--- THE REQUEST ---
Show every line of the material below that contains the word "white". Case counts, so match it with the same capitalization.

--- EXERCISE MATERIAL ---
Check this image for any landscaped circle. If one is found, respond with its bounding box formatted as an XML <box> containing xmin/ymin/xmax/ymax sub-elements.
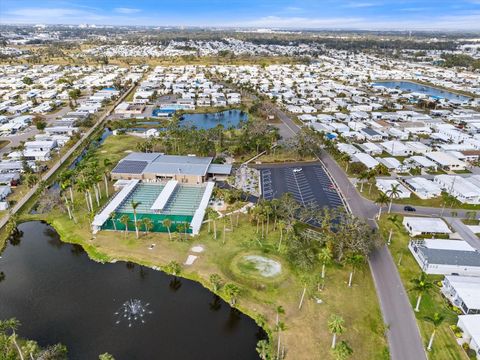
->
<box><xmin>231</xmin><ymin>253</ymin><xmax>285</xmax><ymax>281</ymax></box>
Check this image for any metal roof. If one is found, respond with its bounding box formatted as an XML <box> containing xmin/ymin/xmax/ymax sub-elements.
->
<box><xmin>208</xmin><ymin>164</ymin><xmax>232</xmax><ymax>175</ymax></box>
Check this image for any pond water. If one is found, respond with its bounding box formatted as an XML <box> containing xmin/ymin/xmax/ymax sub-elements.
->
<box><xmin>180</xmin><ymin>109</ymin><xmax>248</xmax><ymax>129</ymax></box>
<box><xmin>373</xmin><ymin>81</ymin><xmax>470</xmax><ymax>102</ymax></box>
<box><xmin>0</xmin><ymin>222</ymin><xmax>265</xmax><ymax>360</ymax></box>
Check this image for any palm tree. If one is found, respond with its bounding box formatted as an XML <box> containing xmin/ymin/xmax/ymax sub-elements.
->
<box><xmin>318</xmin><ymin>247</ymin><xmax>333</xmax><ymax>279</ymax></box>
<box><xmin>120</xmin><ymin>215</ymin><xmax>130</xmax><ymax>239</ymax></box>
<box><xmin>109</xmin><ymin>211</ymin><xmax>117</xmax><ymax>231</ymax></box>
<box><xmin>223</xmin><ymin>283</ymin><xmax>240</xmax><ymax>306</ymax></box>
<box><xmin>386</xmin><ymin>184</ymin><xmax>400</xmax><ymax>214</ymax></box>
<box><xmin>275</xmin><ymin>305</ymin><xmax>285</xmax><ymax>325</ymax></box>
<box><xmin>209</xmin><ymin>274</ymin><xmax>222</xmax><ymax>292</ymax></box>
<box><xmin>277</xmin><ymin>220</ymin><xmax>287</xmax><ymax>251</ymax></box>
<box><xmin>358</xmin><ymin>171</ymin><xmax>368</xmax><ymax>192</ymax></box>
<box><xmin>256</xmin><ymin>340</ymin><xmax>270</xmax><ymax>360</ymax></box>
<box><xmin>131</xmin><ymin>200</ymin><xmax>141</xmax><ymax>239</ymax></box>
<box><xmin>162</xmin><ymin>218</ymin><xmax>172</xmax><ymax>241</ymax></box>
<box><xmin>410</xmin><ymin>272</ymin><xmax>433</xmax><ymax>312</ymax></box>
<box><xmin>333</xmin><ymin>340</ymin><xmax>353</xmax><ymax>360</ymax></box>
<box><xmin>328</xmin><ymin>314</ymin><xmax>345</xmax><ymax>349</ymax></box>
<box><xmin>345</xmin><ymin>254</ymin><xmax>365</xmax><ymax>287</ymax></box>
<box><xmin>275</xmin><ymin>321</ymin><xmax>286</xmax><ymax>359</ymax></box>
<box><xmin>375</xmin><ymin>193</ymin><xmax>390</xmax><ymax>219</ymax></box>
<box><xmin>103</xmin><ymin>159</ymin><xmax>112</xmax><ymax>198</ymax></box>
<box><xmin>425</xmin><ymin>313</ymin><xmax>445</xmax><ymax>351</ymax></box>
<box><xmin>0</xmin><ymin>318</ymin><xmax>24</xmax><ymax>360</ymax></box>
<box><xmin>142</xmin><ymin>217</ymin><xmax>153</xmax><ymax>234</ymax></box>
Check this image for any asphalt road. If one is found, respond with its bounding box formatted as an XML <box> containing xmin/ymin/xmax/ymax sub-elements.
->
<box><xmin>272</xmin><ymin>108</ymin><xmax>427</xmax><ymax>360</ymax></box>
<box><xmin>260</xmin><ymin>163</ymin><xmax>343</xmax><ymax>207</ymax></box>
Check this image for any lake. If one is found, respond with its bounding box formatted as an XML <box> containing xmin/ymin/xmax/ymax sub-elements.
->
<box><xmin>373</xmin><ymin>81</ymin><xmax>470</xmax><ymax>102</ymax></box>
<box><xmin>180</xmin><ymin>109</ymin><xmax>248</xmax><ymax>129</ymax></box>
<box><xmin>0</xmin><ymin>221</ymin><xmax>265</xmax><ymax>360</ymax></box>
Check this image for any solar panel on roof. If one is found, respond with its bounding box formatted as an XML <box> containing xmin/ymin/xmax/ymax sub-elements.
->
<box><xmin>112</xmin><ymin>160</ymin><xmax>148</xmax><ymax>174</ymax></box>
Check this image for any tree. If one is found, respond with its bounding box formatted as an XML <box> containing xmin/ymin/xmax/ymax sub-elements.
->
<box><xmin>332</xmin><ymin>340</ymin><xmax>353</xmax><ymax>360</ymax></box>
<box><xmin>131</xmin><ymin>200</ymin><xmax>141</xmax><ymax>239</ymax></box>
<box><xmin>328</xmin><ymin>314</ymin><xmax>345</xmax><ymax>349</ymax></box>
<box><xmin>103</xmin><ymin>159</ymin><xmax>112</xmax><ymax>198</ymax></box>
<box><xmin>386</xmin><ymin>184</ymin><xmax>400</xmax><ymax>214</ymax></box>
<box><xmin>0</xmin><ymin>318</ymin><xmax>24</xmax><ymax>360</ymax></box>
<box><xmin>162</xmin><ymin>218</ymin><xmax>172</xmax><ymax>241</ymax></box>
<box><xmin>120</xmin><ymin>215</ymin><xmax>130</xmax><ymax>239</ymax></box>
<box><xmin>32</xmin><ymin>115</ymin><xmax>47</xmax><ymax>131</ymax></box>
<box><xmin>277</xmin><ymin>220</ymin><xmax>287</xmax><ymax>251</ymax></box>
<box><xmin>256</xmin><ymin>340</ymin><xmax>270</xmax><ymax>360</ymax></box>
<box><xmin>358</xmin><ymin>171</ymin><xmax>368</xmax><ymax>192</ymax></box>
<box><xmin>109</xmin><ymin>211</ymin><xmax>117</xmax><ymax>231</ymax></box>
<box><xmin>142</xmin><ymin>217</ymin><xmax>153</xmax><ymax>234</ymax></box>
<box><xmin>22</xmin><ymin>76</ymin><xmax>33</xmax><ymax>85</ymax></box>
<box><xmin>318</xmin><ymin>247</ymin><xmax>333</xmax><ymax>279</ymax></box>
<box><xmin>209</xmin><ymin>274</ymin><xmax>222</xmax><ymax>292</ymax></box>
<box><xmin>98</xmin><ymin>353</ymin><xmax>115</xmax><ymax>360</ymax></box>
<box><xmin>223</xmin><ymin>283</ymin><xmax>240</xmax><ymax>306</ymax></box>
<box><xmin>410</xmin><ymin>272</ymin><xmax>433</xmax><ymax>312</ymax></box>
<box><xmin>345</xmin><ymin>253</ymin><xmax>365</xmax><ymax>287</ymax></box>
<box><xmin>375</xmin><ymin>193</ymin><xmax>390</xmax><ymax>219</ymax></box>
<box><xmin>424</xmin><ymin>313</ymin><xmax>445</xmax><ymax>351</ymax></box>
<box><xmin>275</xmin><ymin>305</ymin><xmax>285</xmax><ymax>325</ymax></box>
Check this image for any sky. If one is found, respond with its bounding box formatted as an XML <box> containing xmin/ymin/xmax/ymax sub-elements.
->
<box><xmin>0</xmin><ymin>0</ymin><xmax>480</xmax><ymax>31</ymax></box>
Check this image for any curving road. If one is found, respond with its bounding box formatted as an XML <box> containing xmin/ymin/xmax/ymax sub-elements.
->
<box><xmin>271</xmin><ymin>107</ymin><xmax>428</xmax><ymax>360</ymax></box>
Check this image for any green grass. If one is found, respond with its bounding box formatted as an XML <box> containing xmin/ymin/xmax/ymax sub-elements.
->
<box><xmin>13</xmin><ymin>135</ymin><xmax>388</xmax><ymax>360</ymax></box>
<box><xmin>378</xmin><ymin>215</ymin><xmax>467</xmax><ymax>360</ymax></box>
<box><xmin>357</xmin><ymin>183</ymin><xmax>480</xmax><ymax>211</ymax></box>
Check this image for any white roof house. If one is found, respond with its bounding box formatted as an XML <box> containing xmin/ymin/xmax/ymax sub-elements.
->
<box><xmin>352</xmin><ymin>153</ymin><xmax>380</xmax><ymax>169</ymax></box>
<box><xmin>408</xmin><ymin>239</ymin><xmax>480</xmax><ymax>276</ymax></box>
<box><xmin>376</xmin><ymin>179</ymin><xmax>412</xmax><ymax>199</ymax></box>
<box><xmin>408</xmin><ymin>155</ymin><xmax>438</xmax><ymax>170</ymax></box>
<box><xmin>358</xmin><ymin>142</ymin><xmax>383</xmax><ymax>155</ymax></box>
<box><xmin>402</xmin><ymin>216</ymin><xmax>452</xmax><ymax>236</ymax></box>
<box><xmin>442</xmin><ymin>276</ymin><xmax>480</xmax><ymax>314</ymax></box>
<box><xmin>433</xmin><ymin>175</ymin><xmax>480</xmax><ymax>204</ymax></box>
<box><xmin>380</xmin><ymin>141</ymin><xmax>412</xmax><ymax>156</ymax></box>
<box><xmin>425</xmin><ymin>151</ymin><xmax>467</xmax><ymax>170</ymax></box>
<box><xmin>404</xmin><ymin>177</ymin><xmax>442</xmax><ymax>199</ymax></box>
<box><xmin>457</xmin><ymin>314</ymin><xmax>480</xmax><ymax>359</ymax></box>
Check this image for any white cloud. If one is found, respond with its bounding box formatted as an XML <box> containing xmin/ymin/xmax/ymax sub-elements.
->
<box><xmin>344</xmin><ymin>2</ymin><xmax>377</xmax><ymax>8</ymax></box>
<box><xmin>113</xmin><ymin>8</ymin><xmax>142</xmax><ymax>14</ymax></box>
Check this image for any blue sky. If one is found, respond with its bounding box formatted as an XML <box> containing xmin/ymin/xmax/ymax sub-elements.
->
<box><xmin>0</xmin><ymin>0</ymin><xmax>480</xmax><ymax>30</ymax></box>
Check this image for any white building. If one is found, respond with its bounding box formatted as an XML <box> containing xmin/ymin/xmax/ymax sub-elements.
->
<box><xmin>442</xmin><ymin>276</ymin><xmax>480</xmax><ymax>314</ymax></box>
<box><xmin>408</xmin><ymin>239</ymin><xmax>480</xmax><ymax>276</ymax></box>
<box><xmin>376</xmin><ymin>179</ymin><xmax>412</xmax><ymax>199</ymax></box>
<box><xmin>404</xmin><ymin>177</ymin><xmax>442</xmax><ymax>200</ymax></box>
<box><xmin>402</xmin><ymin>216</ymin><xmax>452</xmax><ymax>236</ymax></box>
<box><xmin>457</xmin><ymin>314</ymin><xmax>480</xmax><ymax>359</ymax></box>
<box><xmin>425</xmin><ymin>151</ymin><xmax>467</xmax><ymax>170</ymax></box>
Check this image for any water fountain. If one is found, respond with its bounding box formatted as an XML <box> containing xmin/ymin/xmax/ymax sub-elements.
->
<box><xmin>115</xmin><ymin>299</ymin><xmax>152</xmax><ymax>327</ymax></box>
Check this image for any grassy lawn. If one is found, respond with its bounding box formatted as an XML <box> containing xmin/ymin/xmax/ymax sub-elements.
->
<box><xmin>0</xmin><ymin>140</ymin><xmax>10</xmax><ymax>149</ymax></box>
<box><xmin>357</xmin><ymin>182</ymin><xmax>480</xmax><ymax>211</ymax></box>
<box><xmin>15</xmin><ymin>135</ymin><xmax>389</xmax><ymax>360</ymax></box>
<box><xmin>378</xmin><ymin>215</ymin><xmax>468</xmax><ymax>360</ymax></box>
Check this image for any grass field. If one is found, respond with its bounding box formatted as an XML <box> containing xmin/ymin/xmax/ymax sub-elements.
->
<box><xmin>16</xmin><ymin>135</ymin><xmax>389</xmax><ymax>360</ymax></box>
<box><xmin>378</xmin><ymin>214</ymin><xmax>468</xmax><ymax>360</ymax></box>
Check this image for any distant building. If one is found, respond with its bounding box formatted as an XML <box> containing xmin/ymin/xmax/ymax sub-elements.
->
<box><xmin>408</xmin><ymin>239</ymin><xmax>480</xmax><ymax>276</ymax></box>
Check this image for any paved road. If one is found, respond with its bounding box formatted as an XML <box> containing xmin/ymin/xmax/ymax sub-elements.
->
<box><xmin>445</xmin><ymin>217</ymin><xmax>480</xmax><ymax>249</ymax></box>
<box><xmin>0</xmin><ymin>85</ymin><xmax>135</xmax><ymax>229</ymax></box>
<box><xmin>272</xmin><ymin>108</ymin><xmax>427</xmax><ymax>360</ymax></box>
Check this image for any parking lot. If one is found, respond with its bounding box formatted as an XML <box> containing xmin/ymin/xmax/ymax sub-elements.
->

--- ANSWER TO THIS TASK ---
Check this image for any white roof house. If one is found, respond with its bounding box formatted as an XML <box> containing xmin/ymin/xmax/ymax sub-elements.
Check this image for any white cloud. If one is found, respond with its bounding box formatted as an XML <box> containing xmin/ymin/xmax/ymax sub-elements.
Check this image for any white building. If one is found, respond with its bounding box formatted as an XML <box> containing xmin/ymin/xmax/ymax sub-elements.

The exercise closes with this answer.